◆ **DATASET EXTRACT**
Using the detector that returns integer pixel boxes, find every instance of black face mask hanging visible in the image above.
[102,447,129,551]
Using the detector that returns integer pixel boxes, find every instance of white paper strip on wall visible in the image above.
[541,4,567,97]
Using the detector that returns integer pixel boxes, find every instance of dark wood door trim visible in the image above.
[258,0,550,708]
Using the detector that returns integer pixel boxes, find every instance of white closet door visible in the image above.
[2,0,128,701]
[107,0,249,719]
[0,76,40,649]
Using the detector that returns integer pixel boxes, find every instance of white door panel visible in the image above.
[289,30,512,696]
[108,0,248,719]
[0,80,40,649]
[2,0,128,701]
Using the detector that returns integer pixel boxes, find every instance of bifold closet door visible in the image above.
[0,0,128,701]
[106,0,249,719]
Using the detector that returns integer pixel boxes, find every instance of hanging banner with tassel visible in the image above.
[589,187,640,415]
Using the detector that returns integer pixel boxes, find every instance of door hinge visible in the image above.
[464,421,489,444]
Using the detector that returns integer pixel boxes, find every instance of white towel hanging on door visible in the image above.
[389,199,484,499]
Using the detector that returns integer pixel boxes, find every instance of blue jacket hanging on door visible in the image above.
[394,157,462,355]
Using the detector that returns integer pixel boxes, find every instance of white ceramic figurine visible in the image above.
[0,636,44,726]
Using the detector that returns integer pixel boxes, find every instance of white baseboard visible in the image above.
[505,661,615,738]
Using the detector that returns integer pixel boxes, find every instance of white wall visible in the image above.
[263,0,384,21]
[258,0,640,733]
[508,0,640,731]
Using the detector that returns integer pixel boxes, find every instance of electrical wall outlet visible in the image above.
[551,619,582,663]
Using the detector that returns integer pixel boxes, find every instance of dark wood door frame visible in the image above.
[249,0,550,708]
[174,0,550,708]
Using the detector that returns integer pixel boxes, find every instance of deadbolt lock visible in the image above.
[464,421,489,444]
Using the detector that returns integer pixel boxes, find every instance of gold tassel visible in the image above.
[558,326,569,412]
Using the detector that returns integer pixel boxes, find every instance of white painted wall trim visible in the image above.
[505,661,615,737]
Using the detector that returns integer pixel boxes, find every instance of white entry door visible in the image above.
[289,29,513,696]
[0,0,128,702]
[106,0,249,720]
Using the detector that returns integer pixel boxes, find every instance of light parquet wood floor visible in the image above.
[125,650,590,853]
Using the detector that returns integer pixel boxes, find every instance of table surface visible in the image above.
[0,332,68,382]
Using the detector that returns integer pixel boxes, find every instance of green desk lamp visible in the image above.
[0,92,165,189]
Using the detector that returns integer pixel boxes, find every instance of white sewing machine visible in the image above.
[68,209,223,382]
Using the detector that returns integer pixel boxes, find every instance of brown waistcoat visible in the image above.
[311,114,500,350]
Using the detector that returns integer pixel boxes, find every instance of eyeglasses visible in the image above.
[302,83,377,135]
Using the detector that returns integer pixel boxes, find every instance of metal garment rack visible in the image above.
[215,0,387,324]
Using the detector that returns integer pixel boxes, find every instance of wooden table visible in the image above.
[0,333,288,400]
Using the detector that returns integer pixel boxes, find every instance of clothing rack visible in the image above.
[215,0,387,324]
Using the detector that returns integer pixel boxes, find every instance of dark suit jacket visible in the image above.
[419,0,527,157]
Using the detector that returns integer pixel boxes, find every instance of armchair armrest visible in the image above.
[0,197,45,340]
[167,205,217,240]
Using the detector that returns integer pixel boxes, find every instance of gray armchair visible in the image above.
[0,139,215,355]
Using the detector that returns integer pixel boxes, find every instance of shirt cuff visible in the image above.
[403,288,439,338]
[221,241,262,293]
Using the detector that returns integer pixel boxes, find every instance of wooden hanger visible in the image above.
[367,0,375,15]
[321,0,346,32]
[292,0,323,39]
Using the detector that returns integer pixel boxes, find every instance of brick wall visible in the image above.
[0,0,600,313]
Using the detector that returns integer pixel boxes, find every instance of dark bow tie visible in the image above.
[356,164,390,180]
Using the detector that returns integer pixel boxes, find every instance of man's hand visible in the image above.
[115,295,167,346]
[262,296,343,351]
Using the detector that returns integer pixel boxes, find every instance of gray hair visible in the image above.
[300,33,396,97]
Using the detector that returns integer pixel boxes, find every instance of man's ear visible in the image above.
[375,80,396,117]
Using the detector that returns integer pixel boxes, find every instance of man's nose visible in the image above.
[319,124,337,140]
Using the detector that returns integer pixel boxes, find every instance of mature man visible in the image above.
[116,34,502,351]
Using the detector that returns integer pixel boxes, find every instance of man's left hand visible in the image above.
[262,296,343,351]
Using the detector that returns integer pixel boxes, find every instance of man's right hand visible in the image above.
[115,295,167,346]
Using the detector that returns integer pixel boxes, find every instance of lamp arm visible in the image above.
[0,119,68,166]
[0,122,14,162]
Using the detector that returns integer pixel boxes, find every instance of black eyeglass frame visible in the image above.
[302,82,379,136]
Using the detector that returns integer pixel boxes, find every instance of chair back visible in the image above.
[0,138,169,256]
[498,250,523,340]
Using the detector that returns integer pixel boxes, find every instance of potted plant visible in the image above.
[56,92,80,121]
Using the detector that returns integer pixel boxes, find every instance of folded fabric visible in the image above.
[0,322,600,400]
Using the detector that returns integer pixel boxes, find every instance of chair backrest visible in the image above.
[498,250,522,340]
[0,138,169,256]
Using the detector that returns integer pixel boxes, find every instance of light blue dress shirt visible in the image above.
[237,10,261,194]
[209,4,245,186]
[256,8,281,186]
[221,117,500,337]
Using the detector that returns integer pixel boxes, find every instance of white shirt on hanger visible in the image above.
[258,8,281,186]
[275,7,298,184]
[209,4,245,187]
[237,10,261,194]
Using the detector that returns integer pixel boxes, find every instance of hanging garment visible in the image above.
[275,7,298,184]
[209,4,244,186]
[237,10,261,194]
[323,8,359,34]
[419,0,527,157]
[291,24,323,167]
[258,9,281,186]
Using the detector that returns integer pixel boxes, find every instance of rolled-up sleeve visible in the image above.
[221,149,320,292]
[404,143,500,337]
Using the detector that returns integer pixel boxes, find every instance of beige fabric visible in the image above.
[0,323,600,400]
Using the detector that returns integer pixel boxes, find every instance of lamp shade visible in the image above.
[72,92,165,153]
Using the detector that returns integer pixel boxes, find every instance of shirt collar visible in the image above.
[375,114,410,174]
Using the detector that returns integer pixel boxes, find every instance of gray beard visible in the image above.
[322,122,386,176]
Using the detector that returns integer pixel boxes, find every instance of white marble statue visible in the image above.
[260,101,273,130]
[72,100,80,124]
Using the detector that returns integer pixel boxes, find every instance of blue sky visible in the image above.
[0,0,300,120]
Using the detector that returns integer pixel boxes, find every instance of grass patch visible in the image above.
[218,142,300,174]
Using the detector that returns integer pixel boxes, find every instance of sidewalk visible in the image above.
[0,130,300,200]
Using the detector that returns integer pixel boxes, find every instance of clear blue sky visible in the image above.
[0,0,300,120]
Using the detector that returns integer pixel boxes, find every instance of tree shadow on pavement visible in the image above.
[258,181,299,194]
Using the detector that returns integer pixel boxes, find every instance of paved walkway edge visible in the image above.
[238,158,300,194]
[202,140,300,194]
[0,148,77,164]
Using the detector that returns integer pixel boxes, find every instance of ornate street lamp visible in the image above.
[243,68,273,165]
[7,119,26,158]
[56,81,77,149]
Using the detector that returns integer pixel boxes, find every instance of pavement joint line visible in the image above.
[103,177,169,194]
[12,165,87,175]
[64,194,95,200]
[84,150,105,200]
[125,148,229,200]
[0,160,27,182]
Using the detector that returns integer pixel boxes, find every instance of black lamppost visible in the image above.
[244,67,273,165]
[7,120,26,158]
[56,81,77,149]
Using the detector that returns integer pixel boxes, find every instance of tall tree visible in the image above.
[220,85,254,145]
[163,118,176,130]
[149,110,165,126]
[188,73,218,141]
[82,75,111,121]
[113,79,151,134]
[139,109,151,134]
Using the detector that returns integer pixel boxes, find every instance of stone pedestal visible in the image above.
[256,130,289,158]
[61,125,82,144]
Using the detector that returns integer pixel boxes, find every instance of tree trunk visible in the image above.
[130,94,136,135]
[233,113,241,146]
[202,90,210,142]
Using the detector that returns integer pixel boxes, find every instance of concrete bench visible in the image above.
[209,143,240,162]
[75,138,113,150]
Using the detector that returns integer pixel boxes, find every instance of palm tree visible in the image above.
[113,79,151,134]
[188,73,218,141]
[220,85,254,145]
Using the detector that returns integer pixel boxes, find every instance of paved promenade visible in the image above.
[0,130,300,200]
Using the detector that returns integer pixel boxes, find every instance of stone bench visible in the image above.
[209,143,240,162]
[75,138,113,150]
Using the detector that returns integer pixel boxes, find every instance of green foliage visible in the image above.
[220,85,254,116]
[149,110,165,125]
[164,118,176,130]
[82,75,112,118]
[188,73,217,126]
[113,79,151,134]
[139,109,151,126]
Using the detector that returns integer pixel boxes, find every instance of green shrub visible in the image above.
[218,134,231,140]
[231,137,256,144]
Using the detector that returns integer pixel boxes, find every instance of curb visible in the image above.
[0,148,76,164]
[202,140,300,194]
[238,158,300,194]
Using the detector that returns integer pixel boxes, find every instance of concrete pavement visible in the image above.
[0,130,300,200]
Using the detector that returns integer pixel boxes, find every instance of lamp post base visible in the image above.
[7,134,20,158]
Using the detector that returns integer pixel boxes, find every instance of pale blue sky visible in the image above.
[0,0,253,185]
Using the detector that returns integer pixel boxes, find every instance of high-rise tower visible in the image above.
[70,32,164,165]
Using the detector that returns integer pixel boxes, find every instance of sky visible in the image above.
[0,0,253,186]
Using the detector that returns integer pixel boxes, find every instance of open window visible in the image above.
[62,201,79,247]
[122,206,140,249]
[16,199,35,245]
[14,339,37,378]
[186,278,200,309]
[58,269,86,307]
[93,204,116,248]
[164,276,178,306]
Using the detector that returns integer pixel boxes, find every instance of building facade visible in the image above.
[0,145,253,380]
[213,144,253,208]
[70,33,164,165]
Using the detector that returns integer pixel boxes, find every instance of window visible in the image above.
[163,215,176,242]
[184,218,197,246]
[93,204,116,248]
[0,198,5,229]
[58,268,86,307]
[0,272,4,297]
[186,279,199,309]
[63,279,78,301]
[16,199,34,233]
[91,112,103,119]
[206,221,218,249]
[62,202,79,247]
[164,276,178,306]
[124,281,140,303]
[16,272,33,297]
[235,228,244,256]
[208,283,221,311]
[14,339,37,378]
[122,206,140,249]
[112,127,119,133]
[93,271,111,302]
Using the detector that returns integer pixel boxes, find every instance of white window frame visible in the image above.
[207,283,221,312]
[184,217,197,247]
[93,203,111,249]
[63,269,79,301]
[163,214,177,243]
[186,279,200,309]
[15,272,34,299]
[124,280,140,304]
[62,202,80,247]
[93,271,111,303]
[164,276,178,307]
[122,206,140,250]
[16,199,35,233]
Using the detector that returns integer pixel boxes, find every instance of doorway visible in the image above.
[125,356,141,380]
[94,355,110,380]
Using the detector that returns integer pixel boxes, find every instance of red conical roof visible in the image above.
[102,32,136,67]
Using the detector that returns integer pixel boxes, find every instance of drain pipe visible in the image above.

◆ **PROBLEM DESCRIPTION**
Reproduce word for word the rows from the very first one through the line containing "[508,0,640,731]", including both ends.

◆ **EXERCISE ANSWER**
Using the detector that returns integer pixel boxes, find every instance of black face mask hanging visible in the image above.
[102,447,129,551]
Using the detector that returns integer pixel boxes, find every instance of white paper strip on wall visible in the image above.
[541,4,567,97]
Using the detector that returns integer pixel boxes, find every instance of dark wood door trim visible in the image above.
[258,0,550,708]
Using the detector that returns integer pixel boxes, find every instance of white closet door visible in the image above.
[2,0,128,701]
[107,0,249,719]
[0,76,40,649]
Using the detector that returns integer pixel boxes, find every instance of white door panel visible in the image above.
[289,30,512,696]
[108,0,248,719]
[0,80,40,649]
[2,0,128,701]
Using the detector that returns integer pixel boxes, find every instance of bifold closet door visible in the image above.
[0,0,128,701]
[106,0,249,719]
Using the detector that returns integer pixel boxes, find every instance of hanging banner with tassel visible in the image above.
[589,187,640,415]
Using the detector that returns integer pixel boxes, find every instance of door hinge visible in the image above.
[464,421,489,444]
Using the detector that returns integer pixel boxes, find every instance of white towel hanging on door visible in the image above.
[389,199,484,499]
Using the detector that returns integer pixel boxes, find every instance of blue jacket hanging on door visible in the image above.
[394,157,462,355]
Using the detector that returns integer pixel boxes, find every instance of white ceramic figurine visible in the image above.
[0,636,44,726]
Using the detector that returns integer pixel boxes, find every instance of white baseboard visible in the image above.
[505,661,615,738]
Using the detector that returns integer pixel boxes, find every instance of white wall visible in the image above.
[263,0,384,21]
[258,0,640,733]
[508,0,640,731]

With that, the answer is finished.